Dataset records:
****

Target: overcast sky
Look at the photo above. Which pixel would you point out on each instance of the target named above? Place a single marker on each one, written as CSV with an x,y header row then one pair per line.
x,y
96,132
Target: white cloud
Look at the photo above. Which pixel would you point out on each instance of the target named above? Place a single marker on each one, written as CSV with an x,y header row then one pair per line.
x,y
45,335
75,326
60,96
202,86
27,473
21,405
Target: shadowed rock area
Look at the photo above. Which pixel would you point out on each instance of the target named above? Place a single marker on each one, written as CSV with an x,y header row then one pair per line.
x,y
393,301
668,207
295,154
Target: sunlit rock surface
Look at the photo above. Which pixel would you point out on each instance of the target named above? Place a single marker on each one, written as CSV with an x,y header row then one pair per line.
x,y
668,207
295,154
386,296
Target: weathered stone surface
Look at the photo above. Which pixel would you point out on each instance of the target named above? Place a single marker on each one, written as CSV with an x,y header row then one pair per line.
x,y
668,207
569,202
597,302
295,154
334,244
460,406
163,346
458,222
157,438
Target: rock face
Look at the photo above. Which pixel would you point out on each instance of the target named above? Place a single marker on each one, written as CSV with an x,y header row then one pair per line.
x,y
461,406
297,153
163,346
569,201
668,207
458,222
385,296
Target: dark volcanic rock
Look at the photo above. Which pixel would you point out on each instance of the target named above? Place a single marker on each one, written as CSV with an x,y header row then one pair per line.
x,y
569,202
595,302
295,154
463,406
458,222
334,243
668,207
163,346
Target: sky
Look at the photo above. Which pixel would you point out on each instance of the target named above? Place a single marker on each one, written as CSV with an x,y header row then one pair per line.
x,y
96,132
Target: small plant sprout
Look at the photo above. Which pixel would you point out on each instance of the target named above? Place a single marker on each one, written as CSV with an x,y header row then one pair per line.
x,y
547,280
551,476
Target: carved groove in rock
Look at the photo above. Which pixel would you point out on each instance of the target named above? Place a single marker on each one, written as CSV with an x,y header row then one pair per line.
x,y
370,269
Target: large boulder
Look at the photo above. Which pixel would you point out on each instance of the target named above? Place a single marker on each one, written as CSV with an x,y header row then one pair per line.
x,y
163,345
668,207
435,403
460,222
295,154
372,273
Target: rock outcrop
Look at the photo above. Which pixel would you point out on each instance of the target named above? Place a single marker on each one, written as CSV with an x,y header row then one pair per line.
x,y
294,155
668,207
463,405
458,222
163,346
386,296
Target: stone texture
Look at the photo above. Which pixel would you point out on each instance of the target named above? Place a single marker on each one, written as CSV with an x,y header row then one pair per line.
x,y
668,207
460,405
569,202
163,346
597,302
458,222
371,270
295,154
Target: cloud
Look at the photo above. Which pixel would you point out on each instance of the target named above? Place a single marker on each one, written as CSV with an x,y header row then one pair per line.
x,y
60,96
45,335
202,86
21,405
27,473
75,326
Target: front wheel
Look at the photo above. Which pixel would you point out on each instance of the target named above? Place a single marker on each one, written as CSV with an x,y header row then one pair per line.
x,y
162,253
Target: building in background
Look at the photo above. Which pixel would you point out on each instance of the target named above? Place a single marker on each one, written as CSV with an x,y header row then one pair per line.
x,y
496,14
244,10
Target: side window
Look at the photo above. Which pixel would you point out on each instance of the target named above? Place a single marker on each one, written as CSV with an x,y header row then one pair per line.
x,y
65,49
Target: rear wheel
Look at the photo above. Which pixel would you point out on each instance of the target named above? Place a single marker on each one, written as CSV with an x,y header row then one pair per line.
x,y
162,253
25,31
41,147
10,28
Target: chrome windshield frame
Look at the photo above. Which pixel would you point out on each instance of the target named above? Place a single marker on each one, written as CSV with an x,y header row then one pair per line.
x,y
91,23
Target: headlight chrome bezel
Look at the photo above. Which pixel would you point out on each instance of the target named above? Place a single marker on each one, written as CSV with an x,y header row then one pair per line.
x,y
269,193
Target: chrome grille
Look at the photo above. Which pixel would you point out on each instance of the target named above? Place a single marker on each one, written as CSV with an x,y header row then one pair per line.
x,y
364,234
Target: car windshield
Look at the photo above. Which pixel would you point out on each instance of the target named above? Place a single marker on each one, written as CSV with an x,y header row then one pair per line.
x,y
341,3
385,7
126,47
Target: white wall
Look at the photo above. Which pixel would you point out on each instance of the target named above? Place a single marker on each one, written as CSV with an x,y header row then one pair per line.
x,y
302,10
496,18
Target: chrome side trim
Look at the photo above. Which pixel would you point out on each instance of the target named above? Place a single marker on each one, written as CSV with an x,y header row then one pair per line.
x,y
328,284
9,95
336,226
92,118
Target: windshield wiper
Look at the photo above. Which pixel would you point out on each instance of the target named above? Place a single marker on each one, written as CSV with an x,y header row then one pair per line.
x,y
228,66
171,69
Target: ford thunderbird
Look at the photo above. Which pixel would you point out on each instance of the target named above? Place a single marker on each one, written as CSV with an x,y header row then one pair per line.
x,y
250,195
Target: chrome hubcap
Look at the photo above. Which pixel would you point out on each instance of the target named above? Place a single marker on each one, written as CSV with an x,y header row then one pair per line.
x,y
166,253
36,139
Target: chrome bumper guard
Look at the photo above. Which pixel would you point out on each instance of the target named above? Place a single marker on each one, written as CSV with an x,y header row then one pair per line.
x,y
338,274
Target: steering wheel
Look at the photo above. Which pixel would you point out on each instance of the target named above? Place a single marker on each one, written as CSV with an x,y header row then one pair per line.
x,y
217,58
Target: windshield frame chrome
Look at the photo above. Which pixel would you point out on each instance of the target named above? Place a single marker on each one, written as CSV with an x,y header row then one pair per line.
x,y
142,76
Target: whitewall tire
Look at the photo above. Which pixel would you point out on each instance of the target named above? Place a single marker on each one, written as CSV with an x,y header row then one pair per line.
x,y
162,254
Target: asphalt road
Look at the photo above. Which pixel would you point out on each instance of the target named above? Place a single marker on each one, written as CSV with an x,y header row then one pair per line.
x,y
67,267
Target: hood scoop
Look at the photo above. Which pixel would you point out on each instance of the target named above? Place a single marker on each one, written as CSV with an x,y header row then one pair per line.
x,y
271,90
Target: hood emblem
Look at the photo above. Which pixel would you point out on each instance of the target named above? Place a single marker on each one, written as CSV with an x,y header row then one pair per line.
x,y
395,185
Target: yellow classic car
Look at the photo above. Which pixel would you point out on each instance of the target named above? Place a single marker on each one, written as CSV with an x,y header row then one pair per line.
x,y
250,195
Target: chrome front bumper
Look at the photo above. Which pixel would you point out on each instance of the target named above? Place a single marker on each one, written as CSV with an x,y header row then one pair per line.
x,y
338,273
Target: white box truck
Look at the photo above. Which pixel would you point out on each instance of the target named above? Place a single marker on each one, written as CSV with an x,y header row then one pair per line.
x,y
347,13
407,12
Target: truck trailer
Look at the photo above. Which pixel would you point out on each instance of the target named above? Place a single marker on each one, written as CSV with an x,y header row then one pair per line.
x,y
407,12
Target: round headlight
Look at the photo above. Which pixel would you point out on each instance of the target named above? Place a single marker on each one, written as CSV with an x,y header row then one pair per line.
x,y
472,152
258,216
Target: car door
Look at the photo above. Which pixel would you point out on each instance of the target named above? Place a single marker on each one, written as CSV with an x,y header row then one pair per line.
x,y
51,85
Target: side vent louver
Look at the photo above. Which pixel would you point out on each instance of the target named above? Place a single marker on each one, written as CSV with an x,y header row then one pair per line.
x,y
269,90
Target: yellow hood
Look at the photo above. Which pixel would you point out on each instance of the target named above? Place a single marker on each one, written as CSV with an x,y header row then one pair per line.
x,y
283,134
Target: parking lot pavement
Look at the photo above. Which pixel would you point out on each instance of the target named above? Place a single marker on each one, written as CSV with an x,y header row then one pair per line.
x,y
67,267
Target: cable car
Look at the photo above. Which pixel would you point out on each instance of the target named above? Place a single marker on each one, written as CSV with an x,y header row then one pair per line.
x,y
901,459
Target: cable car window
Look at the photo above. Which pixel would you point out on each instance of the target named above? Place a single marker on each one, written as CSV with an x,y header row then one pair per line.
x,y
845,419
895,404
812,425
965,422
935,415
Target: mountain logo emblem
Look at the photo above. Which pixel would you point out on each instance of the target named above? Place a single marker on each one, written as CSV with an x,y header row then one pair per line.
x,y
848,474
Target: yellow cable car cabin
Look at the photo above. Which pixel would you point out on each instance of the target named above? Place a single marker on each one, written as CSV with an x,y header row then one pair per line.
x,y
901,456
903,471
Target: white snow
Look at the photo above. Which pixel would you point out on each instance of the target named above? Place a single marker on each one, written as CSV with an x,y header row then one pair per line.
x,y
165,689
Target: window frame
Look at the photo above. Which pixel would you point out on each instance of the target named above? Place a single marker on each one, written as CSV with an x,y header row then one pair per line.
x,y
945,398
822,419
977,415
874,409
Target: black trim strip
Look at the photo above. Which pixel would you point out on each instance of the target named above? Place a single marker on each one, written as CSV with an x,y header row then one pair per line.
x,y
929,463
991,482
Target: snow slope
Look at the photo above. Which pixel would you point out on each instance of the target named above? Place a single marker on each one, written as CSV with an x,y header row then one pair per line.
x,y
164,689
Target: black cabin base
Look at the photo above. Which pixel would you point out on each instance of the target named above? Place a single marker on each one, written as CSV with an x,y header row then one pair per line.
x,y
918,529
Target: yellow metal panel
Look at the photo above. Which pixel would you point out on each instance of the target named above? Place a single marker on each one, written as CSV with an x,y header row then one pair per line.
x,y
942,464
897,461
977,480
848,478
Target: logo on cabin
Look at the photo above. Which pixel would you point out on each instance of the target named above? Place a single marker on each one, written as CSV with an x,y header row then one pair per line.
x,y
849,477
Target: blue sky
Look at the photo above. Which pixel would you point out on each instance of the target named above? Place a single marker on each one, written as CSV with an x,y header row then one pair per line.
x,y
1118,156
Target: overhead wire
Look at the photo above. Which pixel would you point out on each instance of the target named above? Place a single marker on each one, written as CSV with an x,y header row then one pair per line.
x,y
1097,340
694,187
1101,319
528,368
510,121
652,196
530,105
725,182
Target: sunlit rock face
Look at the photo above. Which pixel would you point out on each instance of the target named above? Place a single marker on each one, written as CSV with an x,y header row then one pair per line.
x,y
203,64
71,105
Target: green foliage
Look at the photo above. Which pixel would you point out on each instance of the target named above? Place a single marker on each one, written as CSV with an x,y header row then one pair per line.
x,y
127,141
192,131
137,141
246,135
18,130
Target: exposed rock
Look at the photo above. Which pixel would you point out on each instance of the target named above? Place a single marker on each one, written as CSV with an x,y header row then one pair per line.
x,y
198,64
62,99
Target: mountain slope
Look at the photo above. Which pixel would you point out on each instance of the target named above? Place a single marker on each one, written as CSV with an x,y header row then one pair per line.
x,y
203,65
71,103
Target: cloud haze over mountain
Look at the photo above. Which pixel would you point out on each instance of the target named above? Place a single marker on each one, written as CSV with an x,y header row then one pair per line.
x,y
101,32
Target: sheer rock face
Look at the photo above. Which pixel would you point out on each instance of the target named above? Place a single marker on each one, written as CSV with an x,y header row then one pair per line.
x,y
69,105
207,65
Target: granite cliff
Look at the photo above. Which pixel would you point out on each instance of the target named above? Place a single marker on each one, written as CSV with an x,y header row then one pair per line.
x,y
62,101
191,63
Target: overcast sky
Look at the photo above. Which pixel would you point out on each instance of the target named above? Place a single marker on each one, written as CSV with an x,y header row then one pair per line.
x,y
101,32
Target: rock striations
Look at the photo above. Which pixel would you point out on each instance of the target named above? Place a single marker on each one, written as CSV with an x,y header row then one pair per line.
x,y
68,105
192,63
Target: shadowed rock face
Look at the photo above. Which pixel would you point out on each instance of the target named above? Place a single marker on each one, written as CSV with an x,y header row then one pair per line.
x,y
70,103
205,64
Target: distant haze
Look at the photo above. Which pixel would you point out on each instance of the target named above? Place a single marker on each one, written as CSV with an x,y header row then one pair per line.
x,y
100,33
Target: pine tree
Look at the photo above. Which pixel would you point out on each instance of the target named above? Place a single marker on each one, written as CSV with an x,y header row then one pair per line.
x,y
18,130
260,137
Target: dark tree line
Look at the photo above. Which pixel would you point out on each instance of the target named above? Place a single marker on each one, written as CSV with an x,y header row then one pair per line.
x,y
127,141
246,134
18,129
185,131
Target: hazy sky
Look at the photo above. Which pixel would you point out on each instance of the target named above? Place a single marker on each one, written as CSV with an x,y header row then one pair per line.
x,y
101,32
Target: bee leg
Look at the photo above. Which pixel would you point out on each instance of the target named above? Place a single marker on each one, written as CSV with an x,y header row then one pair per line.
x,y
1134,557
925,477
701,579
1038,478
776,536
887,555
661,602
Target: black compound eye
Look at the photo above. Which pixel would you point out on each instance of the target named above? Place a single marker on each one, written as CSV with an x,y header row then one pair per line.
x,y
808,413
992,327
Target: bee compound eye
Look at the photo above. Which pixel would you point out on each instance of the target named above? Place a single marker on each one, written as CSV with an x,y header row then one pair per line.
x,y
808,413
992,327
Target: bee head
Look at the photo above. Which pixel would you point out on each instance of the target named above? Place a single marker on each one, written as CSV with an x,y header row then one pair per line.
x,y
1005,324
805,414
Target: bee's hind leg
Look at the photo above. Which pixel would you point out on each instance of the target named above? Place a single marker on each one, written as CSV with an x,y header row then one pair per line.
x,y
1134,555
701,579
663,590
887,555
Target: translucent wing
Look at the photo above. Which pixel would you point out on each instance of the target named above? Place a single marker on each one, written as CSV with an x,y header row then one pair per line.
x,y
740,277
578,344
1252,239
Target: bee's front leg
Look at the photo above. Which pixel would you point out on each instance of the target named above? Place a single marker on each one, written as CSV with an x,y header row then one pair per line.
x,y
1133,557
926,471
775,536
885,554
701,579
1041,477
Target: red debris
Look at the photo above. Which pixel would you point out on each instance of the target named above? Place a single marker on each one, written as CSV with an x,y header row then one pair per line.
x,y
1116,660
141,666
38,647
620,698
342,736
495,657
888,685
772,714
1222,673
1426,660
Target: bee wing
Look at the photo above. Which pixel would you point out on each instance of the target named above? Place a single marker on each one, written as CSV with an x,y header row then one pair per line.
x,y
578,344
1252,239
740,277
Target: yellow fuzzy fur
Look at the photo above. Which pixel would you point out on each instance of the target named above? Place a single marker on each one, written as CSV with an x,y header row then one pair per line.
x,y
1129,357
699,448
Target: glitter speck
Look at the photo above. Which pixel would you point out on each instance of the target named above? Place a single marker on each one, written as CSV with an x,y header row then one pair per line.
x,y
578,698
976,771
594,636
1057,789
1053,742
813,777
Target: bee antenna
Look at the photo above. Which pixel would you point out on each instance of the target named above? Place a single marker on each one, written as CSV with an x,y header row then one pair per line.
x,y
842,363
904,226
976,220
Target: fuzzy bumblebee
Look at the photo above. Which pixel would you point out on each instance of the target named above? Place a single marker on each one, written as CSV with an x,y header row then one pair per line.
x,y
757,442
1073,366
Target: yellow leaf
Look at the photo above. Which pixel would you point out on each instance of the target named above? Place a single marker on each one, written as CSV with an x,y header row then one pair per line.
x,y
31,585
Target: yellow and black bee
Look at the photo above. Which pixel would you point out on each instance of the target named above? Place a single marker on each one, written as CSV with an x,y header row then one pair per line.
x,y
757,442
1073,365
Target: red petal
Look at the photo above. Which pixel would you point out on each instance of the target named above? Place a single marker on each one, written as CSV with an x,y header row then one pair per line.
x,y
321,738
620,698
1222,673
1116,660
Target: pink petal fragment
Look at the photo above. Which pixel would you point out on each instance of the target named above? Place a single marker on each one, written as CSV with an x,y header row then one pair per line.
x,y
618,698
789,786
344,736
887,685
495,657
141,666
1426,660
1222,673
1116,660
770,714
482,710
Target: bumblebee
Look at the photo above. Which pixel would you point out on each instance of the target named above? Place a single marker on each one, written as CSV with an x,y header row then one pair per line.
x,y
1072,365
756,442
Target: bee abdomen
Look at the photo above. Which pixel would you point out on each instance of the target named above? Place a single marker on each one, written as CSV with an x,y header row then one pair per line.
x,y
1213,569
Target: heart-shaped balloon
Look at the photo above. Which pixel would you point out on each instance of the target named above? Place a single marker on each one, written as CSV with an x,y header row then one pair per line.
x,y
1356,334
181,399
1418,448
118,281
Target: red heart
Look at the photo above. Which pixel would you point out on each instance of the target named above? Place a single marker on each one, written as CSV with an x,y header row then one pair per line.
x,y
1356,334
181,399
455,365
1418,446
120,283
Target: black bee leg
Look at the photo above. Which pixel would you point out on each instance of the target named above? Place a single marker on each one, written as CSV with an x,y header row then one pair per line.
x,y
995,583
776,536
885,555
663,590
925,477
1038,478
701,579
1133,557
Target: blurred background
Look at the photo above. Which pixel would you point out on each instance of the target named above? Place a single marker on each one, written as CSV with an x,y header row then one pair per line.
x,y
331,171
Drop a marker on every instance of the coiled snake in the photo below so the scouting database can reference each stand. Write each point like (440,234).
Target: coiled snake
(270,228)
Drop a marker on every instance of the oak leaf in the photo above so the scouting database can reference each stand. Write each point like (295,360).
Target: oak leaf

****

Repeat only the stretch of lines that begins at the line containing "Target: heart-shaped balloon" and ends at the last line above, both included.

Full solution:
Target: heart-shaped balloon
Look at the photo above. Which pixel would you point out on each instance of the target named above? Place a single marker on each one, written as CSV with an x,y header row then one pair per line.
x,y
1356,334
181,399
1418,448
118,281
Target: red heart
Look at the photo above. Which pixel would you point out on each instance of the target named above? Place a single marker on each one, written as CSV with an x,y header row then one pair per line.
x,y
1356,334
181,399
455,365
1418,446
120,283
Target: black bee leg
Look at the photo above. Which pixel would you point out on each instance of the target named above? Place a single marker on each one, written as CSV with an x,y header row then one pair per line.
x,y
995,583
776,536
885,555
663,590
925,477
1038,478
701,579
1133,557
Target: blurred background
Look at the photo above. Which pixel would you point out on each instance of the target named above? Place a single marker on each one, written as CSV with an x,y header row then one pair per line.
x,y
331,171
Drop a marker on every instance of the coiled snake in the photo below so the scouting database can reference each stand. Write each point like (440,234).
Target: coiled snake
(270,228)
Drop a marker on every instance of the oak leaf in the photo above so the scouting database can reference each stand. Write each point like (295,360).
Target: oak leaf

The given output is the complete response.